__COSA FARAI__.
Le seguenti affermazioni concordano con l'estratto sul romanticismo? 1. In Spagna il movimento romantico si affermò in ritardo. 2. A J. de Espronceda fece capo la tendenza storico-nazionale. 3. In Polonia le lotte nazionali culminarono in un'insurrezione nel 1830. Per ciascuna rispondi sì o no e cita alla lettera le parole del testo che lo decidono.

##### ESTRATTO

In Spagna, il movimento romantico si affermò in ritardo, con gli scritti teorici di A. Durán, e si distinse, secondo la nota classificazione di M. Menéndez y Pelayo, in due tendenze: quella storico-nazionale, rappresentata da D. de Rivas, e quella soggettivo-filosofica, che fece capo a J. de Espronceda. Particolarmente felice la vena folcloristica di M.J. de Larra e importanti i risultati conseguiti nel teatro della seconda generazione romantica di J. Zorrilla, V. de la Vega, A. López de Ayala. La letteratura tardo-romantica si sintetizza nel prestigioso nome di G.A. Bécquer.

In Russia, le figure più rappresentative non solo del romanticismo ma del genio nazionale sono quelle di A.S. Puskin, di N.V. Gogol, di M.J. Lermontov, anche se solo quest'ultimo risente più direttamente dell'influsso del romanticismo europeo.

In Polonia, un'altra grande triade poetica, A. Mickiewicz, J. Slowacki, Z. Krasinski, espresse le istanze le istanze più profonde del romanticismo, collegandole alle lotte nazionali, culminate nell'eroica e sfortunata insurrezione del 1830.

Tra le voci romantiche degli altri paesi, ricordiamo infine quelle del ceco K.H. Mácha; del danese N.F.S. Grundtvig; dello svedese E.J. Stagnelius; dei norvegesi H. Wergeland e J.S. Welhaven.

##########
##### DATI FORNITI

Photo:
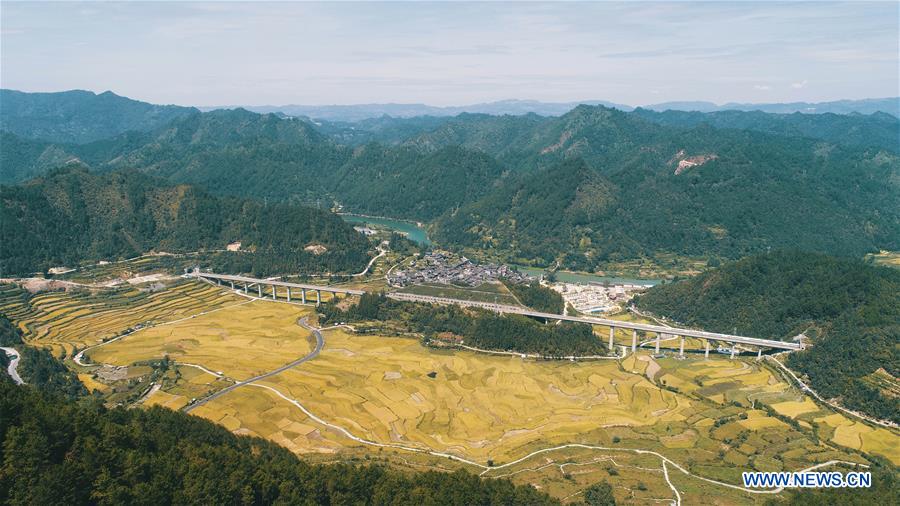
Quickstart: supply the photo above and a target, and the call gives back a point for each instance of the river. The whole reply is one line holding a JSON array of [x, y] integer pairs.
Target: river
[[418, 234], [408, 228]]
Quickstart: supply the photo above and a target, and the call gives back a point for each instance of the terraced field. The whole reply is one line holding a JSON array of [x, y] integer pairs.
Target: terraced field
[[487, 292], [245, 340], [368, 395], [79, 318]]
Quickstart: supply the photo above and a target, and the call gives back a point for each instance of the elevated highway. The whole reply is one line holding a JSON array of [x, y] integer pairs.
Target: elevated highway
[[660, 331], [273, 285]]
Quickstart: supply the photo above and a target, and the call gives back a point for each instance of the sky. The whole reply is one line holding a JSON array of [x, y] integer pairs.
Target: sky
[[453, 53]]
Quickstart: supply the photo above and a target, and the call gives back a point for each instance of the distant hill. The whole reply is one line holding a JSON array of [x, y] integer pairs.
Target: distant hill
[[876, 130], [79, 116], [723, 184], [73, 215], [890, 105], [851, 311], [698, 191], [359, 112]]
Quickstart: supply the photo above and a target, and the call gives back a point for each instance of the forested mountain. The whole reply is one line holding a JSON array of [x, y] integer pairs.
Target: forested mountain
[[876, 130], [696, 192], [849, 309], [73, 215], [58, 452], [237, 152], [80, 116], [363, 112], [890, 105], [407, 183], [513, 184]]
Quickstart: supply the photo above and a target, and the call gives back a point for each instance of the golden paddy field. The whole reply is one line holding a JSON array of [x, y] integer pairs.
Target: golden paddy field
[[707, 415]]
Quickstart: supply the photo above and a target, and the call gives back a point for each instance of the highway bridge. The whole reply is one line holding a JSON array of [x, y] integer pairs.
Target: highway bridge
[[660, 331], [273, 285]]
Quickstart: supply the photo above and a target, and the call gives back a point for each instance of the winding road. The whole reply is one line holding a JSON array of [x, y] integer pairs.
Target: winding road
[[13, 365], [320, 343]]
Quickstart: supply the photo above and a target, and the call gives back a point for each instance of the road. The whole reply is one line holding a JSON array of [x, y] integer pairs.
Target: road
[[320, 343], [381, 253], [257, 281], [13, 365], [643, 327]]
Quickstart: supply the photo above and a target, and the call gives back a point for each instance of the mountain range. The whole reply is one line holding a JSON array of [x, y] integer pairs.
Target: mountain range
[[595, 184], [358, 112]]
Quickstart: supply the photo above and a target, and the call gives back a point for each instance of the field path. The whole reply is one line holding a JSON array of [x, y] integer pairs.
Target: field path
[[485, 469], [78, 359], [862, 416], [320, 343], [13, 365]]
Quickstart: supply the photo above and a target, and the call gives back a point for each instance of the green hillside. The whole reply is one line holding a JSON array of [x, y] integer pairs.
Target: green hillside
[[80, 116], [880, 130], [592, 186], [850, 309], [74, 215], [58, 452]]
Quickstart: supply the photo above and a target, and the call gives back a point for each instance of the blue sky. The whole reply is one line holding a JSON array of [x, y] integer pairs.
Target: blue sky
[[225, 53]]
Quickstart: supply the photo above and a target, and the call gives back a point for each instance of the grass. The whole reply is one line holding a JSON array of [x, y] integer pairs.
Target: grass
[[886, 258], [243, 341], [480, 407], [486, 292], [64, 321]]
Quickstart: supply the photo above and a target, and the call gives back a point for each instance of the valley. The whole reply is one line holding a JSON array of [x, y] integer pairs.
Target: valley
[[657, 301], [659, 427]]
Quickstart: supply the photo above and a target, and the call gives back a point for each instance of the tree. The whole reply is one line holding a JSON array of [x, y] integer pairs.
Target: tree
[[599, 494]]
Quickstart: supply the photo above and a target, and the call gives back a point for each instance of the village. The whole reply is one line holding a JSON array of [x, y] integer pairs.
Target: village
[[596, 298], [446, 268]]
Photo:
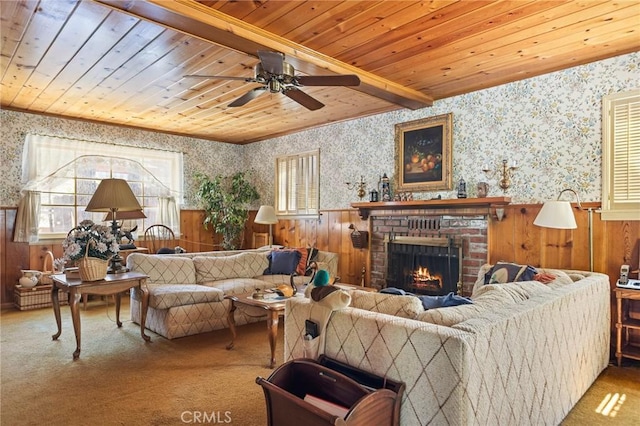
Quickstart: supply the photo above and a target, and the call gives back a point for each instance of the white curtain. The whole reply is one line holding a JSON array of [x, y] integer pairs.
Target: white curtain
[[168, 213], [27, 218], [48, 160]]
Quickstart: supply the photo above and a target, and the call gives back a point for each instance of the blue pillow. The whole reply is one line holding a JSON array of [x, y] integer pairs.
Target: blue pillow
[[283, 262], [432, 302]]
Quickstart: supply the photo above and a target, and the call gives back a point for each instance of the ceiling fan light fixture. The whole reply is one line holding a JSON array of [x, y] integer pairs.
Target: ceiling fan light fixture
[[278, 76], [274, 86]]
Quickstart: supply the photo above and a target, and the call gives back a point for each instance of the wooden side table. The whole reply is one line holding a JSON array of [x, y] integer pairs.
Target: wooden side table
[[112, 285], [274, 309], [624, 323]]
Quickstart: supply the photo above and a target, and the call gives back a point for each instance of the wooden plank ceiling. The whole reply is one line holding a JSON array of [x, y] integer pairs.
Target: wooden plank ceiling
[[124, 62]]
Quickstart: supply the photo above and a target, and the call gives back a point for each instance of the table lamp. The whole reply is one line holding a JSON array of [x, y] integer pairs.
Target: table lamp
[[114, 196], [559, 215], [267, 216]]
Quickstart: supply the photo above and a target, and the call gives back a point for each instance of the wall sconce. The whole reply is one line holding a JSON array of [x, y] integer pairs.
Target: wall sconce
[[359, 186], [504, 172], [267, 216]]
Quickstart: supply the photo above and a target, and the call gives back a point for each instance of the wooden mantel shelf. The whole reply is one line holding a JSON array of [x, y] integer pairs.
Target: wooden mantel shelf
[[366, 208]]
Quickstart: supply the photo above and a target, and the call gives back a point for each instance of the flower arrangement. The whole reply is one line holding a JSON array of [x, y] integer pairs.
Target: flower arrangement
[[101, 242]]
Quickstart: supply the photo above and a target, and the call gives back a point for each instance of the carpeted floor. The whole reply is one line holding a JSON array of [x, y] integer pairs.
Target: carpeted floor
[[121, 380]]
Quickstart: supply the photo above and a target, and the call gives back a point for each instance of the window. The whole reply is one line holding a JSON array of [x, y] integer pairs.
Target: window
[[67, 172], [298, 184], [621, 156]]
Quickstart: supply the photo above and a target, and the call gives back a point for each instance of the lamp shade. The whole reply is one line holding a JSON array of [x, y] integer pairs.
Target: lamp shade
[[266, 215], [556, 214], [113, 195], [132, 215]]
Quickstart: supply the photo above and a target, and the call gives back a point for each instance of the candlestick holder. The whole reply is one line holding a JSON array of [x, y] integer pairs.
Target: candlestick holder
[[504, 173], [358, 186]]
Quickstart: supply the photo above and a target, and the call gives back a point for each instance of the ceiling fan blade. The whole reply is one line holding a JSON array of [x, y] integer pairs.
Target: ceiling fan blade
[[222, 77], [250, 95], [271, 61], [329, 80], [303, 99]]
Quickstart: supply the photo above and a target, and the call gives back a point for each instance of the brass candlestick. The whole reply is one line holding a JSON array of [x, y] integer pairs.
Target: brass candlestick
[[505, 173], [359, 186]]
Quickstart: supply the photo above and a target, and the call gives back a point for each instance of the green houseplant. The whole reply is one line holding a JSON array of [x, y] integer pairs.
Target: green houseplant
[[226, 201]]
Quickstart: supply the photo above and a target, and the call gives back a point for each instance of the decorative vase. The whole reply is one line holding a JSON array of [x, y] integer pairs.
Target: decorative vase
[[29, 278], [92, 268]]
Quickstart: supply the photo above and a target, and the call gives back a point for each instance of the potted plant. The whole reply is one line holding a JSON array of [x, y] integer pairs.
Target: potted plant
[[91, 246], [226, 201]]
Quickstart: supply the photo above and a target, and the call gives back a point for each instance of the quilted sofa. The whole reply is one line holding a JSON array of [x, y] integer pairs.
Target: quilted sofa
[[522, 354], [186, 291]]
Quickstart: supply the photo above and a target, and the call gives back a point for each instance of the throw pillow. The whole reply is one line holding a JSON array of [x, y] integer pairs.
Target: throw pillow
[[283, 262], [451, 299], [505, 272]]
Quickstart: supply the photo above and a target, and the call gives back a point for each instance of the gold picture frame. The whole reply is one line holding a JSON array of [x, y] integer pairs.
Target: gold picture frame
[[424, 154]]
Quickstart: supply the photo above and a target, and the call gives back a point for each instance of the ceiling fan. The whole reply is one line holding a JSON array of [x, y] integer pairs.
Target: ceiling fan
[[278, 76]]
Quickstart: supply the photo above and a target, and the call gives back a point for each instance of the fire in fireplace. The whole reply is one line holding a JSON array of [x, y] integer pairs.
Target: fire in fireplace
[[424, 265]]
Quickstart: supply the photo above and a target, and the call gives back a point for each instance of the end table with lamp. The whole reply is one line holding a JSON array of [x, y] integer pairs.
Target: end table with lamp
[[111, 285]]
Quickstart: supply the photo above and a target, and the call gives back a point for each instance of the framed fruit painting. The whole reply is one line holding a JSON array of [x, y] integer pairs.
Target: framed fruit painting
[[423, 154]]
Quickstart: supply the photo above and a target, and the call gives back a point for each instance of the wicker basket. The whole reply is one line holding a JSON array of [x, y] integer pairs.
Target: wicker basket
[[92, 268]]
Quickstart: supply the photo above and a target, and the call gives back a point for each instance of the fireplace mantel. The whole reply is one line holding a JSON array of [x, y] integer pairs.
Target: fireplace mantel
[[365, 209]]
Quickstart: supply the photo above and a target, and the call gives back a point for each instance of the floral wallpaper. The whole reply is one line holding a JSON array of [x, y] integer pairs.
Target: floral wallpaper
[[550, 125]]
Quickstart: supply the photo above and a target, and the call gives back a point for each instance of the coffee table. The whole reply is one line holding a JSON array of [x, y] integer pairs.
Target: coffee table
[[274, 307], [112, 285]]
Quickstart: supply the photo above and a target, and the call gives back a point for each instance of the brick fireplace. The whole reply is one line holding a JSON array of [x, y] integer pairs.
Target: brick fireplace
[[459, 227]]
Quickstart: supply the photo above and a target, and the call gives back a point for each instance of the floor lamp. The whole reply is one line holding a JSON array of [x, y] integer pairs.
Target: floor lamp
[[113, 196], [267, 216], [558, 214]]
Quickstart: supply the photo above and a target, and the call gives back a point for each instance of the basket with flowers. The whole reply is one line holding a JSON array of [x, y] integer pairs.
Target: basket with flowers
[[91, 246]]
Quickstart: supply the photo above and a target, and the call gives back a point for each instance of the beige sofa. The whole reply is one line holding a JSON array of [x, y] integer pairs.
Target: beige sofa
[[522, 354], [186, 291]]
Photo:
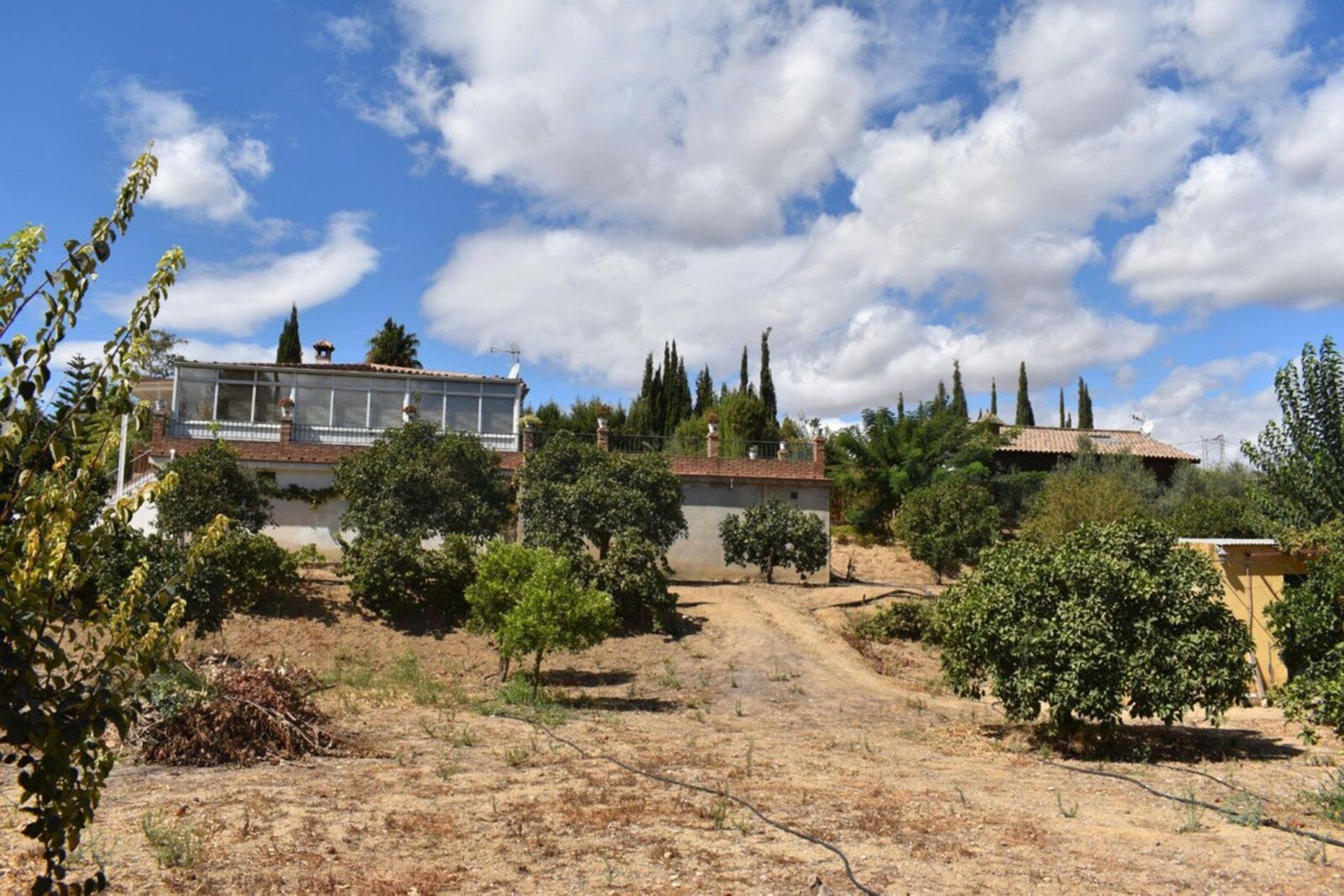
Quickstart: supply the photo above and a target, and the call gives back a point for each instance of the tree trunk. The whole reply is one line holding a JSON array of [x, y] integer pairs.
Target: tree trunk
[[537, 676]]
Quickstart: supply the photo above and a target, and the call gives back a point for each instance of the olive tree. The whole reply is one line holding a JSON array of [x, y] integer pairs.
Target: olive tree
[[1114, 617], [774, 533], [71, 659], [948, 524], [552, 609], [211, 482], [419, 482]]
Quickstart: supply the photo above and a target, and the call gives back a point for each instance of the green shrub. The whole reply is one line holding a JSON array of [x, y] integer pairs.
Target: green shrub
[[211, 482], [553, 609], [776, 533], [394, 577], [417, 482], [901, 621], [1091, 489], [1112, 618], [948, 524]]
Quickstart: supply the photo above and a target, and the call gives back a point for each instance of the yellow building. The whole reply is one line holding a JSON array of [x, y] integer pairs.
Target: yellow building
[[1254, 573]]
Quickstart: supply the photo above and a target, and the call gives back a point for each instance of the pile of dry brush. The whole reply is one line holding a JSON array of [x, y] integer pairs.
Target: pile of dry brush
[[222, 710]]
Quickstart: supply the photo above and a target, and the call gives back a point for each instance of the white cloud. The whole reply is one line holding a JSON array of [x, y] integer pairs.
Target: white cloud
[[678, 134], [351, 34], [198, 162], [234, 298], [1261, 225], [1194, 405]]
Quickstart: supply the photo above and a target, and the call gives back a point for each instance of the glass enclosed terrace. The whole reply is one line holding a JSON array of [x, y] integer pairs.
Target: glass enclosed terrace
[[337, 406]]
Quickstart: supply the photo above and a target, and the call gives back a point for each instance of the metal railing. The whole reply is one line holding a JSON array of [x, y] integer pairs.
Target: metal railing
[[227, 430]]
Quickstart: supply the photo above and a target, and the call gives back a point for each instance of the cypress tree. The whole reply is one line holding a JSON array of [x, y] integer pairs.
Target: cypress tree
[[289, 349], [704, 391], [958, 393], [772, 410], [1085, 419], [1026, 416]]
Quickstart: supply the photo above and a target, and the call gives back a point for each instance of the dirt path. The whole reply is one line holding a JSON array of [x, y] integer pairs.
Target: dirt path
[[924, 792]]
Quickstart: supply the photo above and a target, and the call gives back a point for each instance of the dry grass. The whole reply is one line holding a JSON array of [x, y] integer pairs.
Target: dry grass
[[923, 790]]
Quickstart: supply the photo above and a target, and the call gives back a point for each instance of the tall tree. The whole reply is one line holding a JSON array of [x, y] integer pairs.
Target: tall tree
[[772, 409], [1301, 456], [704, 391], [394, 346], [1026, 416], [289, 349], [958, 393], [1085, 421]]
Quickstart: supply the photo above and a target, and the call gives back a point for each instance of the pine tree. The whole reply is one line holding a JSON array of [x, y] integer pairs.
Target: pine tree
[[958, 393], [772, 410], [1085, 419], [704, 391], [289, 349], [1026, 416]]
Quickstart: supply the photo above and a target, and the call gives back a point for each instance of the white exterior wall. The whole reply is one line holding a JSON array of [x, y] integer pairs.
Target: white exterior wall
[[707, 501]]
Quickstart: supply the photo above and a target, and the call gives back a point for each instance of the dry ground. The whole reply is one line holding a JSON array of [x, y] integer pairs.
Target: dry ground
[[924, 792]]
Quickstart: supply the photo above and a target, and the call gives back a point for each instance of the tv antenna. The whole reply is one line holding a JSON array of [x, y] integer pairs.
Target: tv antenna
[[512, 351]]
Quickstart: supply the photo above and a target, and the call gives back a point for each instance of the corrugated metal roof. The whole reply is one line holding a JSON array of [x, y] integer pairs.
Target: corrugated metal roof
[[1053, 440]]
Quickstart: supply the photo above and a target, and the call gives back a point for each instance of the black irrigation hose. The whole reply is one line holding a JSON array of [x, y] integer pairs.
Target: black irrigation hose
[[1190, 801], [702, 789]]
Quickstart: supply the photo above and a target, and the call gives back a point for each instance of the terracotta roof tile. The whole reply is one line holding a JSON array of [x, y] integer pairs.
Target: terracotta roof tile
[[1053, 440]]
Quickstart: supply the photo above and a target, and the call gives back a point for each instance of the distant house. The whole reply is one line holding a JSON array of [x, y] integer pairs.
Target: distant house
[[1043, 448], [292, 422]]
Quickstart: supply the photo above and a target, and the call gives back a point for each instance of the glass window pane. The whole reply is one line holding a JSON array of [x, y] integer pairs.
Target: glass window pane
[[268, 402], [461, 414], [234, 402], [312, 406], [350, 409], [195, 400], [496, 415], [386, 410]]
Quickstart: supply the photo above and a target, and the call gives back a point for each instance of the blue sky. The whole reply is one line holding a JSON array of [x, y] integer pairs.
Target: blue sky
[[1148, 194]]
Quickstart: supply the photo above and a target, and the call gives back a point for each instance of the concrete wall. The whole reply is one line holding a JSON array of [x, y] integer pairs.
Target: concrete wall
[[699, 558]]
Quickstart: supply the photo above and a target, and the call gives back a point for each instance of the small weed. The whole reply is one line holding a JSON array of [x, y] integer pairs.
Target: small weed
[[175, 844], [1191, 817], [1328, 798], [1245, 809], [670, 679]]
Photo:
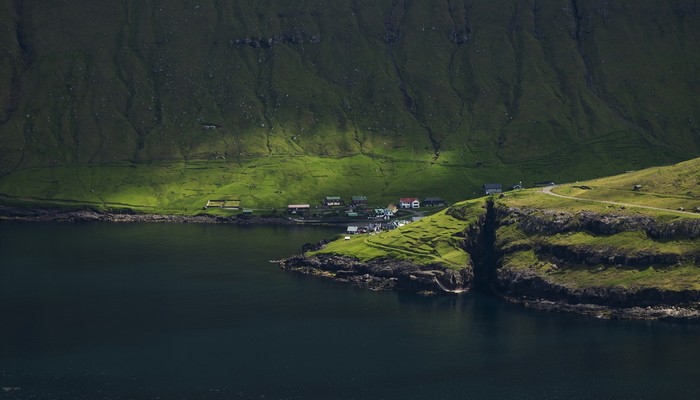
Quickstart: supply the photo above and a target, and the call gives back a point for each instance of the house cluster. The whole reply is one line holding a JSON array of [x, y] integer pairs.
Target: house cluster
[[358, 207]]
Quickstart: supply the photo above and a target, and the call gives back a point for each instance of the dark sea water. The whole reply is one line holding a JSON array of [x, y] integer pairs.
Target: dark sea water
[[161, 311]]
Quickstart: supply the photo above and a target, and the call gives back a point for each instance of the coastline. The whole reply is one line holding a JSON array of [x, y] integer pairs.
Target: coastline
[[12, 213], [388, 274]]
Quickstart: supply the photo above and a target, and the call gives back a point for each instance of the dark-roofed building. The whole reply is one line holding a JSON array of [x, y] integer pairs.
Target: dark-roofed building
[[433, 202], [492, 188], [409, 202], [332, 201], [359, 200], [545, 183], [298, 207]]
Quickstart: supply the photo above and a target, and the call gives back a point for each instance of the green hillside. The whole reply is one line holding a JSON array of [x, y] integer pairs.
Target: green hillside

##########

__ECCO LA SOLUZIONE__.
1. Sì: «il movimento romantico si affermò in ritardo».
2. No: «quella soggettivo-filosofica, che fece capo a J. de Espronceda».
3. Sì: «culminate nell'eroica e sfortunata insurrezione del 1830».